The Let's Play Archive

Policenauts

by slowbeef

Part 46: Tales of ROMhacking: Part 5

Sorry folks, but my grad school application is pretty much done, my GMATs are in, my transcripts are sent, and I'm gonna have more time for Policenauts now. So, enjoy another:

Tales of ROMhacking!

The LZO Decompressor

In my last one of these, I'd gone over some of Policenauts' graphical compression formats, but I'd left out one: the major one, that most of the game uses.

I was stumped at the game's telops - through the use of the debug log Scarboy found, and tracing out the assembly, we had a rough idea of where the game was reading its graphical data from... but we had no idea how it was drawing pixels from that data. One of the fun things I liked to do in the ROMhack was randomly increment/decrement/zero-out/change a byte or two to see how it affected thngs. Here, though, it strangely ran the risk of crashing the game, which I'd never seen, or completely fouling up the graphics.

One day, we got on Skype and went through the drawing algorithm together. Policenauts on the PSX uses 16-bit color for its graphics - apparently, common in Playstation games - in a bgra 5551 format. (This means the first five bits are the blue channel, the next 5 are green, the next 5 are red, and the last bit is an alpha channel.) However, none of the input data seemed to correspond to any sort of color information, and watching the game draw in disassembly was... confusing.

Here are my notes from Lorraine's telop - don't bother reading these carefully, there's nothing to be gleaned:

code:
00 08 02 61 - it drew 02 88 at 13ee44.  Does 61 tell it to draw?  (only once?)
(04 02) 01 - draw 1 pixel of 01 88 at 13ee46 (only one)

_What you need to do_:
A: Answer the following questions using the Policenauts ROMhacking text.
(i) What color depth does Policenauts on the PSX use for its graphics?
(ii) Who found the debug log that helped locate the graphical data?
(iii) Whose telop are the notes in the code section taken from?
B: Write the next part of the Policenauts ROMhacking text, picking up after its final line.

(Point placement records)
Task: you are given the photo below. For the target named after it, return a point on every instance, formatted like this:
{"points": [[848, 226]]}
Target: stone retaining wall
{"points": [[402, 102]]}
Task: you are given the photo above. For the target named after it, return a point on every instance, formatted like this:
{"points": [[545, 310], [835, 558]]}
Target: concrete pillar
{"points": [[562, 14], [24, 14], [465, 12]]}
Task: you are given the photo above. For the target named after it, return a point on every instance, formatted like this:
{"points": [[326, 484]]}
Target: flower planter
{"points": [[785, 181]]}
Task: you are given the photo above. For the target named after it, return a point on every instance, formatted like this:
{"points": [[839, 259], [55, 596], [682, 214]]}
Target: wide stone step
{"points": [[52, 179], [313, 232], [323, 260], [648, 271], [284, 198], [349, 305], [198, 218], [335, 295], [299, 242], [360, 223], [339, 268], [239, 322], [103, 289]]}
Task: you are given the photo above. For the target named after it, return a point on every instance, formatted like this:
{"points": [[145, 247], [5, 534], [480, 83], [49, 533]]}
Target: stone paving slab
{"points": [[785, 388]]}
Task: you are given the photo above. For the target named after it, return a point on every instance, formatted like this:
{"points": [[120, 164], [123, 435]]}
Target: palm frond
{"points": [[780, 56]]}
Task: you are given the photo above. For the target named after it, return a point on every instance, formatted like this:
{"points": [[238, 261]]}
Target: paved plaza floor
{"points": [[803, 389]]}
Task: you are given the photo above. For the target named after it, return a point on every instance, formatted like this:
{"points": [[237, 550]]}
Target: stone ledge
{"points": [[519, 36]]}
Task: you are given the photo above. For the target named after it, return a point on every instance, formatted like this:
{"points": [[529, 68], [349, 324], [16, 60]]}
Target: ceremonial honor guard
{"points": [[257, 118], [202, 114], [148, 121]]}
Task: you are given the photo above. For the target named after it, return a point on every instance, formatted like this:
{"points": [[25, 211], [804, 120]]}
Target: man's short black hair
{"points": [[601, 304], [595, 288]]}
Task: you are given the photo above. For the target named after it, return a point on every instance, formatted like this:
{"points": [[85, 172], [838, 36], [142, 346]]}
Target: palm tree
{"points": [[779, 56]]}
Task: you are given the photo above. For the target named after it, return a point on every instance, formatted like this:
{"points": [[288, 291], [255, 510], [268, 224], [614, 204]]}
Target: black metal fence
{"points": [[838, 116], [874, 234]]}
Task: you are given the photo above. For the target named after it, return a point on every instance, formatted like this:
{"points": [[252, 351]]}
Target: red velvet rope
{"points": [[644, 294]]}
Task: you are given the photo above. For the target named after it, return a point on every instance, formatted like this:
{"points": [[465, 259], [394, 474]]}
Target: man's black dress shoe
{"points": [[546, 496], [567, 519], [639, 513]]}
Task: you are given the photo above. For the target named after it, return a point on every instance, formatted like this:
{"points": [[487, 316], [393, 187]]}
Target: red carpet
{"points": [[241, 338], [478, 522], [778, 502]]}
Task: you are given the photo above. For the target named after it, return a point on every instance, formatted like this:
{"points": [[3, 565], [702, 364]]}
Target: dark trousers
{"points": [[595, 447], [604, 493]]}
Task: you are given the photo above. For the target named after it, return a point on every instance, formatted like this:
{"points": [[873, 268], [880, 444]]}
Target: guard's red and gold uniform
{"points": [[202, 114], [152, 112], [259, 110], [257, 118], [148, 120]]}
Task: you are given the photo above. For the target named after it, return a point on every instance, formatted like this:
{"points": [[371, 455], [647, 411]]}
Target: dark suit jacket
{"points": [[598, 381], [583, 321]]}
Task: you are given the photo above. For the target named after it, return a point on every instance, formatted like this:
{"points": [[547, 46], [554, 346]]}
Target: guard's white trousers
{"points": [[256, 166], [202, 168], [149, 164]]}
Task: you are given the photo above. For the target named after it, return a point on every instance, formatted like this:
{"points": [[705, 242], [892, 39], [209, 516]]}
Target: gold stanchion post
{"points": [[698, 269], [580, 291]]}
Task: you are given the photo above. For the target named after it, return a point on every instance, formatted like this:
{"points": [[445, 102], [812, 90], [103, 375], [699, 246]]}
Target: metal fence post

_Answers given_:
A:
(i) 16-bit color, in a bgra 5551 format.
(ii) Scarboy.
(iii) Lorraine's.

B:
C0 seemed to tell it to jump ahead one row + 1 pixel and draw a pixel there?
00 seemed to tell it to go back?
(04 00) 0B - draw 11 pixels of [01 80] at 13ee48
C9 - Draw 10 pixels at the next row (-1?). (It used the 0B - 1 to draw that!)
00 - Go back to cursor
(08 00) 03 - draw 3 pixels of [02 80] at 13ee5e
40 - goto next row + 0, draw 3 pixels of 02 08
CA - Draw 1 pixels [02 80] at next row (3rd) (-2?)
40 - goto next row + 0, draw 1 pixels of 02 80
00 - Go back to cursor?
(0C 00) 01 - draw 1 pixel of [03 80]
41 - goto next row, draw 2 pixels of 03 80
E9 - goto next row-1, draw 1 pixel of 03 80
40 - goto next row + 0, draw 1 pixel of 03 80
00 - go back to cursor
(88) 01 - pop last color [02 80] and draw 1 pixel at cursor
C0 - goto next row+1 and draw 1 pixel of [02 80] 
00 - go back to cursor
(0C 20) 61 - draw one pixel of [23 80]
(1C 82) 61 - draw one pixel of [87 88]
(10 20) 61 - draw one pixel of [24 80]
It seemed like the drawing routine was all over the place. C0 would tell the game to jump ahead in memory and draw a pixel. But 40 would tell it to jump ahead and not draw. And 41 would tell it to jump ahead and draw 2. And sometimes the colors changed on a jump and sometimes they didn't. And 00 would tell it to go back.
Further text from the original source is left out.